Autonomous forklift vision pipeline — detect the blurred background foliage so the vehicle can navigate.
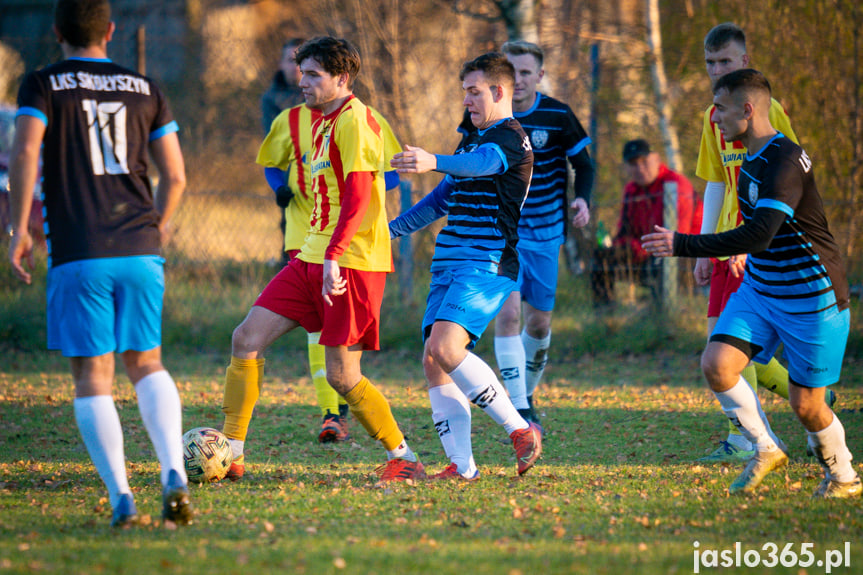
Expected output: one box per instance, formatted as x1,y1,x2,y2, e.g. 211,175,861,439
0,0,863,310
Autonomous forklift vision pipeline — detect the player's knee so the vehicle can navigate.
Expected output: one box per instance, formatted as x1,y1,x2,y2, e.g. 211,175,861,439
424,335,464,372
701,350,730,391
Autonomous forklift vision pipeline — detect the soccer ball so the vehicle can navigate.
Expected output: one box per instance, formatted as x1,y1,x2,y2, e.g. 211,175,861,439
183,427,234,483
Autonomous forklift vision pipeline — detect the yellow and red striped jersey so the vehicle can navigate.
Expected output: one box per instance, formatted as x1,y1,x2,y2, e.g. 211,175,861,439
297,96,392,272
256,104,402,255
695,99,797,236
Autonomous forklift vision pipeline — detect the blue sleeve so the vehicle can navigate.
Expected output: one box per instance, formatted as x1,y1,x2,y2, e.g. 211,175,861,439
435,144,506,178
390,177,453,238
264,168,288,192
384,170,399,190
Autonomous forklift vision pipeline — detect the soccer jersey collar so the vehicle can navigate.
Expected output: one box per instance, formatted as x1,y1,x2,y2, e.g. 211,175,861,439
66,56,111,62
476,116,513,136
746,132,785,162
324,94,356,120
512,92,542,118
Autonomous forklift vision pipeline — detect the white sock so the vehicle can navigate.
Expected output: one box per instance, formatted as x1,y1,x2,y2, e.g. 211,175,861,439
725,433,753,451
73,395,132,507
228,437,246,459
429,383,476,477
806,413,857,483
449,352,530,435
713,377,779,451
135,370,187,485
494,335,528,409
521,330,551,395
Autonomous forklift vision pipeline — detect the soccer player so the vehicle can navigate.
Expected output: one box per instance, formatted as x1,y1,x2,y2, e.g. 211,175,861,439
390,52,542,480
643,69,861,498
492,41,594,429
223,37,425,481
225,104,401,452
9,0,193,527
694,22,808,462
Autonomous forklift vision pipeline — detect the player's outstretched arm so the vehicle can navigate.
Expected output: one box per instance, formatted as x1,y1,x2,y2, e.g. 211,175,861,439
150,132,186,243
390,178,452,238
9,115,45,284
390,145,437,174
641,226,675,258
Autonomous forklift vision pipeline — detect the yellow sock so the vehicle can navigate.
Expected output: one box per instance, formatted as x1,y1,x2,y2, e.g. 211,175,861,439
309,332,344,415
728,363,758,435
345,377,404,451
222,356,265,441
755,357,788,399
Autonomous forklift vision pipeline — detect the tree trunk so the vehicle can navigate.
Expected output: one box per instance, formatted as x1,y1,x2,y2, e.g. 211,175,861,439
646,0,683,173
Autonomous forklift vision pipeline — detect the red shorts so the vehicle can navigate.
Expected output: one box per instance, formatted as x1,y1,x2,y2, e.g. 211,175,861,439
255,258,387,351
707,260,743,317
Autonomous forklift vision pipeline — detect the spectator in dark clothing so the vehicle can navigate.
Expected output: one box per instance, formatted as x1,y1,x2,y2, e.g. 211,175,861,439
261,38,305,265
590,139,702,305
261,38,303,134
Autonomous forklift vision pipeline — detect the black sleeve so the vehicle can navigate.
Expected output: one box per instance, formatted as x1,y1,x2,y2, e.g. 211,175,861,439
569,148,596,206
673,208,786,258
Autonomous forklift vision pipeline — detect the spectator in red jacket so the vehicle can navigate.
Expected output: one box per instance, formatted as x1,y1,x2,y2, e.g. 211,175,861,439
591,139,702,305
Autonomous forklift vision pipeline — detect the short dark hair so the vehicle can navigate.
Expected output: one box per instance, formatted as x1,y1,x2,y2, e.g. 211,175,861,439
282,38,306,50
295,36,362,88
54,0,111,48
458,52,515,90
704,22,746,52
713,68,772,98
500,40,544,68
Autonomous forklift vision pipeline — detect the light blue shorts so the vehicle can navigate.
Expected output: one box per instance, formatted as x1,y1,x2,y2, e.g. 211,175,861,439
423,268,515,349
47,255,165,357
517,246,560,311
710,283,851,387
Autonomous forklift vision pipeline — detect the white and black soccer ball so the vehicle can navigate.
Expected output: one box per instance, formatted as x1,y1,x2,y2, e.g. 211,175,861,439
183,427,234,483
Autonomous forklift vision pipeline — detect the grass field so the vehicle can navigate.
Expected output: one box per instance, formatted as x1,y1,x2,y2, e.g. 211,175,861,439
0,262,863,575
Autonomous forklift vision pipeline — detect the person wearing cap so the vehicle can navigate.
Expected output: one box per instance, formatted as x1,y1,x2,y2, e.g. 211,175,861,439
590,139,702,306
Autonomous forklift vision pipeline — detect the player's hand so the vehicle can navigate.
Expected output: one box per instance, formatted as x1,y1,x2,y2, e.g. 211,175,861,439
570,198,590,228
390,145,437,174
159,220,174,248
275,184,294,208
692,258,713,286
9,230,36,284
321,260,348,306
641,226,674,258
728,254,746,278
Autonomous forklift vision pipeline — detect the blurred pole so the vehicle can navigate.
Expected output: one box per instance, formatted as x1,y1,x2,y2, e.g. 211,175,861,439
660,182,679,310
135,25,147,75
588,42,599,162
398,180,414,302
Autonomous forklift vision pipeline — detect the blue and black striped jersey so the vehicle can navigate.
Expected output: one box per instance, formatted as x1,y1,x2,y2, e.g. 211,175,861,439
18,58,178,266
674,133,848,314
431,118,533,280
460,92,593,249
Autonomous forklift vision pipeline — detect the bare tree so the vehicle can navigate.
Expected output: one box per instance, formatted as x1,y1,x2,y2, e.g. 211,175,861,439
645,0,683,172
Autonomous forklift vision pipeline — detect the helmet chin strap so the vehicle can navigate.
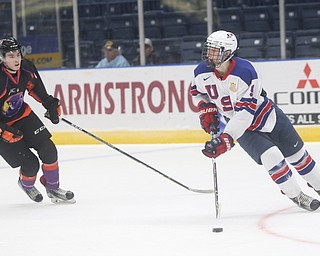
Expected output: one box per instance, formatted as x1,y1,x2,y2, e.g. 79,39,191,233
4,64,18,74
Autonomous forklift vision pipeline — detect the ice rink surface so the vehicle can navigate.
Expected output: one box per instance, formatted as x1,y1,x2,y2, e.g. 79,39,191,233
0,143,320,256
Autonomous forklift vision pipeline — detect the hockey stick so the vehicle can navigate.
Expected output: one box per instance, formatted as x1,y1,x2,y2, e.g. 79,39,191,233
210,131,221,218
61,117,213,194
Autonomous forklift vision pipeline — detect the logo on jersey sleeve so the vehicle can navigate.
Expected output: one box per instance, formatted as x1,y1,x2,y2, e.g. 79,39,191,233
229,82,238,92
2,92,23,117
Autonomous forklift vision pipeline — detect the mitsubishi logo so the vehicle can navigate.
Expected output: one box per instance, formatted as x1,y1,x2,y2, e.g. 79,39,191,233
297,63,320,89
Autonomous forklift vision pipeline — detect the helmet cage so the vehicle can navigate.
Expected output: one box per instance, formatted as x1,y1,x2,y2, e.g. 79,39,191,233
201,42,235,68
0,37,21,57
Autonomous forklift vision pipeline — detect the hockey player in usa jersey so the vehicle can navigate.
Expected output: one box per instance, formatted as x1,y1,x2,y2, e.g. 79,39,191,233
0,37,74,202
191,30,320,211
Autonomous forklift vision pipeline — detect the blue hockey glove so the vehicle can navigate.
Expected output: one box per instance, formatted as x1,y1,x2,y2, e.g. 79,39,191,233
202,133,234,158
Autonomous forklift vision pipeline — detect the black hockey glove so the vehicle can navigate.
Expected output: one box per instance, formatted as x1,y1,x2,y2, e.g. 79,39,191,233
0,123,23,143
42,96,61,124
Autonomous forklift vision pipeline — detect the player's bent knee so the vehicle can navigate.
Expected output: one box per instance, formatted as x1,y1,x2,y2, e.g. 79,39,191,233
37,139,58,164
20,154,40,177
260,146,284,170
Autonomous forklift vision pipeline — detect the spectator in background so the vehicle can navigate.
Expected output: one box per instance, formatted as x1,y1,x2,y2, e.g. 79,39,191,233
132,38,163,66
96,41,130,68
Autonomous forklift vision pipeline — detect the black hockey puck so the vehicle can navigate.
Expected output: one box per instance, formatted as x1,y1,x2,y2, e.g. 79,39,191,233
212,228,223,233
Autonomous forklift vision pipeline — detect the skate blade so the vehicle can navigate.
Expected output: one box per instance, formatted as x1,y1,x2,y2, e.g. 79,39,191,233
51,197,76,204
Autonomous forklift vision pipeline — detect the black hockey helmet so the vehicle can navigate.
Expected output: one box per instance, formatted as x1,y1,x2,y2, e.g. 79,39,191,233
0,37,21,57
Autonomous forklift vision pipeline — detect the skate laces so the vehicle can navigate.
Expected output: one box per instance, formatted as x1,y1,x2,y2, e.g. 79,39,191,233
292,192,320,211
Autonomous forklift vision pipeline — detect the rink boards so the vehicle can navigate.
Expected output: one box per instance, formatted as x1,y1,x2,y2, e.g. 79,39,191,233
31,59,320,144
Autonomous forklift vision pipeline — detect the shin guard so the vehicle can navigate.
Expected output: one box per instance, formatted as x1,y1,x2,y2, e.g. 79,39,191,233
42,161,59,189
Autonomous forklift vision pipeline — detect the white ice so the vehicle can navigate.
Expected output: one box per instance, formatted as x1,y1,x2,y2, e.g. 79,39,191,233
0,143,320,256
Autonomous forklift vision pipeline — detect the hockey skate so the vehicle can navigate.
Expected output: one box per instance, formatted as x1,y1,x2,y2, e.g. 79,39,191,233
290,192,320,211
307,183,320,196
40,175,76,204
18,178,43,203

*Task description*
Scale the listing from the line with "Autonomous forklift vision pipeline — detect the yellow sock" to the line with "755,357,788,399", both included, and reproduce every line in that range. Multiply each bounding-box coordinate in the answers by 0.9 and round to whole numbers, halves up, leaving the requests and their format sample unchanged.

*Output below*
Autonomous forklift vision pipeline — detect the yellow sock so the vehicle can navigate.
Expected output: one box per instance, formatted as x1,y1,x2,y2, e.g. 211,175,861,439
278,299,310,374
655,327,682,392
311,339,364,406
200,320,239,397
680,321,709,359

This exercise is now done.